+++ Exercise inputs +++

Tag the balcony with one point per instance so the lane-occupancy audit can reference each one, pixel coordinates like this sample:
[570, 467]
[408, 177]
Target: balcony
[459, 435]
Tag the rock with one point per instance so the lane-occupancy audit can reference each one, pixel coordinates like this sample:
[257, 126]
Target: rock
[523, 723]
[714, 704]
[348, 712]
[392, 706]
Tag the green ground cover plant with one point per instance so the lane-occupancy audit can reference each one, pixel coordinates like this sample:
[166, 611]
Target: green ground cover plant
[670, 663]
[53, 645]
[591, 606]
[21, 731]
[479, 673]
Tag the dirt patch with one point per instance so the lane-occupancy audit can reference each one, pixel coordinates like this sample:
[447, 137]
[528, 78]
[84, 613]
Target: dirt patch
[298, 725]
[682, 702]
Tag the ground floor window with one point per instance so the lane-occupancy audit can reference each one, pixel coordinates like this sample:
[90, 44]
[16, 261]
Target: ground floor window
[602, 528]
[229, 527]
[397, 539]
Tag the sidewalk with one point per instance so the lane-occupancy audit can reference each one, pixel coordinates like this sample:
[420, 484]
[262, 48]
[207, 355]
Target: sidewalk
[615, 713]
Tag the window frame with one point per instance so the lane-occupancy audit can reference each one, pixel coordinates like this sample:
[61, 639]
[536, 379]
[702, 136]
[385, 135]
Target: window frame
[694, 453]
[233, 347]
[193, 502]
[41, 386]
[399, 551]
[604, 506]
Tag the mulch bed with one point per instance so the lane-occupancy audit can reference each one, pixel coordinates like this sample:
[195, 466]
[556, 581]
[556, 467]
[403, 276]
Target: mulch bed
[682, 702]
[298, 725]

+++

(What is needed): The response must reproduce the whole listing exactly.

(Exercise output):
Tag the balcony with one point per instance so the lane-occupancy audit can reference each one, pixel coordinates like this sample:
[570, 467]
[408, 177]
Target: balcony
[459, 435]
Tag the rock with one point per instance so the lane-occupancy audit can reference each one, pixel coordinates like this sample:
[257, 126]
Target: rock
[523, 723]
[714, 704]
[348, 712]
[392, 706]
Tag the green ground cover plant with one point per instance so the lane-occupancy audit can reference each one, pixel coordinates like this sample:
[166, 611]
Target: green ground cover plant
[670, 663]
[53, 645]
[591, 606]
[21, 731]
[479, 673]
Tag the dirt patch with one point per instance so the lane-occupancy audit can reference each one, pixel coordinates like this sample:
[447, 137]
[528, 78]
[84, 613]
Target: dirt patch
[298, 725]
[682, 702]
Tag the ground floor window with one point per instance so the lane-occupancy audit can reference each one, pixel coordinates like this sample:
[90, 44]
[16, 261]
Target: ground floor window
[602, 528]
[229, 527]
[397, 539]
Tag the sidewalk with one point per instance so the lane-occupancy audit can reference each one, pixel coordinates like this sample:
[420, 484]
[262, 48]
[207, 355]
Target: sidewalk
[615, 713]
Tag the window frame with one point per instance so the lane-occupancy audit can reference each one, pixel coordinates like this sample:
[61, 639]
[536, 379]
[702, 136]
[385, 135]
Target: window frame
[694, 453]
[233, 347]
[193, 502]
[41, 386]
[399, 551]
[604, 506]
Tag the mulch bed with one point per instance so the lane-occupancy audit can reference each one, pixel coordinates like this sample:
[195, 466]
[556, 581]
[556, 467]
[403, 276]
Target: mulch bed
[682, 702]
[298, 725]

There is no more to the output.